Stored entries

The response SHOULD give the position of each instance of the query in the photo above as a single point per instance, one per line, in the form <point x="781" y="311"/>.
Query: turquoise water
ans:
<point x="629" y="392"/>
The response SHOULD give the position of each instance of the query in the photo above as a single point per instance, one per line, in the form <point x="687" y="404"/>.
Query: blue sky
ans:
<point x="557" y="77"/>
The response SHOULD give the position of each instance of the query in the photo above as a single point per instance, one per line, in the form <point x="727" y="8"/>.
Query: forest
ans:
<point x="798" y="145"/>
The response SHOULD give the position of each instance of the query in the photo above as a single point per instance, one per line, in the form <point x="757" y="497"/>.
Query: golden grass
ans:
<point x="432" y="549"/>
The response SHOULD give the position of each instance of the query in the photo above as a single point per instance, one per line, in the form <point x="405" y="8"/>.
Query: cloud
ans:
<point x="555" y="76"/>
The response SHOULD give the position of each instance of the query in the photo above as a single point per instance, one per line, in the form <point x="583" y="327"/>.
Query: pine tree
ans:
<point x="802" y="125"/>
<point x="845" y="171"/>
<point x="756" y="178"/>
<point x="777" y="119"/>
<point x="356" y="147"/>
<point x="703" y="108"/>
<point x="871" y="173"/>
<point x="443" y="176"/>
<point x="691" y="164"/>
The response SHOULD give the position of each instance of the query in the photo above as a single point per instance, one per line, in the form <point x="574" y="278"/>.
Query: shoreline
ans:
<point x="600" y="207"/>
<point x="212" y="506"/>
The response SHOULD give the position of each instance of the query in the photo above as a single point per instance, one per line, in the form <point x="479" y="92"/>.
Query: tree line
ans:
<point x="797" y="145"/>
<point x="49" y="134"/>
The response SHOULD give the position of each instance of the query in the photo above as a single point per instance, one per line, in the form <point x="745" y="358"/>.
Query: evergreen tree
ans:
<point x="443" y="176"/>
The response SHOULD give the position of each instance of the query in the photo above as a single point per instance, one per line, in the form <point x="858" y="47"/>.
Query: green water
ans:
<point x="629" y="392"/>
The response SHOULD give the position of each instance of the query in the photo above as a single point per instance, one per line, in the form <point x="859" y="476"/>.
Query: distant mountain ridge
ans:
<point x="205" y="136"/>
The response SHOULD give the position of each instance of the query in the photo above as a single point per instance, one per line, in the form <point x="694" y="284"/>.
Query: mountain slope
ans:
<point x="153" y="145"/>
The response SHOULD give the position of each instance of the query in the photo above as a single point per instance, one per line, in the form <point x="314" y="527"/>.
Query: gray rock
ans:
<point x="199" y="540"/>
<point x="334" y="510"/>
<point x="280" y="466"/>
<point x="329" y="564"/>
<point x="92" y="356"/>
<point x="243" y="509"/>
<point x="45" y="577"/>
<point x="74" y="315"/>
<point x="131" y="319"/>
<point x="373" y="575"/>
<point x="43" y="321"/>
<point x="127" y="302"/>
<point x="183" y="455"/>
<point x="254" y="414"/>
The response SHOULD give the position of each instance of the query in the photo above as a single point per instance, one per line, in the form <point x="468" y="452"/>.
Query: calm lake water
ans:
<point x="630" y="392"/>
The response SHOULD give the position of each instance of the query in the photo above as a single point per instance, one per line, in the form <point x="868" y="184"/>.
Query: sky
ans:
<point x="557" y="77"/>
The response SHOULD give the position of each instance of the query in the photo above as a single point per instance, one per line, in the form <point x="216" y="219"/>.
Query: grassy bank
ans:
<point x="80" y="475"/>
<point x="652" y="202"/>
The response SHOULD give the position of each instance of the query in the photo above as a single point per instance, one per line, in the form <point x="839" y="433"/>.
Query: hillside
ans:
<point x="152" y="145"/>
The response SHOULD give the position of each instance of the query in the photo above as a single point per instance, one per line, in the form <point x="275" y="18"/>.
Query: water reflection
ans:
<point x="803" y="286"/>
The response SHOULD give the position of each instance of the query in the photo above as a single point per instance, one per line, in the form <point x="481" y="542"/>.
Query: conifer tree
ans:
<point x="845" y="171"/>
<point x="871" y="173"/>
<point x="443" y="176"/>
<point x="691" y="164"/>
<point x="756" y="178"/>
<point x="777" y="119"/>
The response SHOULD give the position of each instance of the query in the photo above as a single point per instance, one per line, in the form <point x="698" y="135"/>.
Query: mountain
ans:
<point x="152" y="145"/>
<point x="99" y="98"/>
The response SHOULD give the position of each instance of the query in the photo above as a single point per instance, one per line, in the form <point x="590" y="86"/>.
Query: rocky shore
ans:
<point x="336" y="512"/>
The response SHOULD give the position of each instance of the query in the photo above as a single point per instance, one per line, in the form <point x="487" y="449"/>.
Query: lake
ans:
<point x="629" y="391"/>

What this task involves: Word for word, give back the data shown above.

Expected answer:
The response SHOULD give the position of each instance of the query in the photo above as a single point per instance, one per line, in the form <point x="781" y="311"/>.
Query: turquoise water
ans:
<point x="629" y="392"/>
The response SHOULD give the position of each instance of the query in the photo above as a single point per instance, one per line, in the form <point x="687" y="404"/>.
Query: blue sky
ans:
<point x="557" y="77"/>
The response SHOULD give the position of each instance of the query in the photo above as a single point per instance, one per line, in the form <point x="727" y="8"/>.
Query: forest
ans:
<point x="798" y="145"/>
The response SHOULD give the position of each instance of the query in the photo above as a single point per instance, one per line, in the form <point x="757" y="497"/>.
Query: golden grass
ans:
<point x="432" y="549"/>
The response SHOULD give the position of each instance of the query in the photo above as a single point per instance, one per line, in the form <point x="405" y="8"/>.
Query: cloud
ans:
<point x="555" y="76"/>
The response SHOULD give the position of each instance of the query in the photo above as a single point per instance, one per line, in the form <point x="583" y="327"/>.
Query: pine tree
ans:
<point x="802" y="125"/>
<point x="845" y="171"/>
<point x="756" y="178"/>
<point x="777" y="119"/>
<point x="356" y="147"/>
<point x="703" y="108"/>
<point x="871" y="173"/>
<point x="443" y="176"/>
<point x="691" y="164"/>
The response SHOULD give the position of each instance of the query in the photo above as a single point per instance, one per line, in the form <point x="574" y="278"/>.
Query: shoreline
ans:
<point x="600" y="207"/>
<point x="212" y="506"/>
The response SHOULD give the position of each instance of the query in the photo above as a single point per instance, one per line, in the form <point x="479" y="92"/>.
Query: tree line
ans:
<point x="797" y="145"/>
<point x="49" y="134"/>
The response SHOULD give the position of each instance of the query in the photo above as a single point per instance, one per line, in the form <point x="745" y="358"/>.
Query: evergreen tree
ans:
<point x="443" y="176"/>
The response SHOULD give the position of each instance of the query in the photo above as a single point per instance, one per line, in the form <point x="858" y="47"/>.
Query: green water
ans:
<point x="629" y="392"/>
The response SHOULD give the position of each instance of the query in the photo above as a single point per instance, one per line, in the form <point x="859" y="476"/>.
Query: distant mountain ridge
ans:
<point x="205" y="136"/>
The response SHOULD give the position of each instance of the query in the photo above as a single point per instance, one per line, in the form <point x="694" y="284"/>.
Query: mountain slope
ans:
<point x="153" y="145"/>
The response SHOULD give the position of each instance of the query in the photo above as a single point per instance, one per line, in the form <point x="314" y="527"/>.
Query: gray rock
ans:
<point x="199" y="540"/>
<point x="334" y="510"/>
<point x="280" y="466"/>
<point x="329" y="564"/>
<point x="92" y="356"/>
<point x="243" y="509"/>
<point x="45" y="577"/>
<point x="74" y="315"/>
<point x="131" y="319"/>
<point x="373" y="575"/>
<point x="43" y="321"/>
<point x="127" y="302"/>
<point x="183" y="455"/>
<point x="254" y="414"/>
The response SHOULD give the position of each instance of the query in the photo above as a single point per instance, one per line, in the form <point x="468" y="452"/>.
Query: calm lake water
ans:
<point x="630" y="392"/>
The response SHOULD give the position of each instance of the query in the photo above as a single point per instance, one per line, in the form <point x="868" y="184"/>.
Query: sky
ans:
<point x="557" y="77"/>
The response SHOULD give the position of each instance of the query in the photo above as a single point per instance, one per line, in the form <point x="216" y="219"/>.
Query: grassy bank
ans:
<point x="80" y="475"/>
<point x="652" y="202"/>
The response SHOULD give the position of each instance of the query in the photo above as a single point per instance, one per line, in the form <point x="839" y="433"/>.
Query: hillside
ans:
<point x="152" y="145"/>
The response SHOULD give the position of each instance of the query in the photo above as a single point per instance, one per line, in the form <point x="275" y="18"/>.
Query: water reflection
ans:
<point x="803" y="286"/>
The response SHOULD give the position of each instance of the query in the photo above as a single point per instance, one per line, in the form <point x="481" y="542"/>.
Query: conifer tree
ans:
<point x="845" y="171"/>
<point x="871" y="173"/>
<point x="443" y="176"/>
<point x="691" y="164"/>
<point x="756" y="178"/>
<point x="777" y="119"/>
The response SHOULD give the position of each instance of the query in the photo above as a single point per instance, one per line, in the form <point x="698" y="135"/>.
Query: mountain
ans:
<point x="152" y="145"/>
<point x="99" y="98"/>
The response SHOULD give the position of each instance of the query in the photo above as a single point per instance, one per line, in the form <point x="590" y="86"/>.
Query: rocky shore
ans:
<point x="336" y="512"/>
The response SHOULD give the position of each instance of the query in the photo above as a single point per instance, one per line, in the form <point x="487" y="449"/>.
Query: lake
ans:
<point x="629" y="391"/>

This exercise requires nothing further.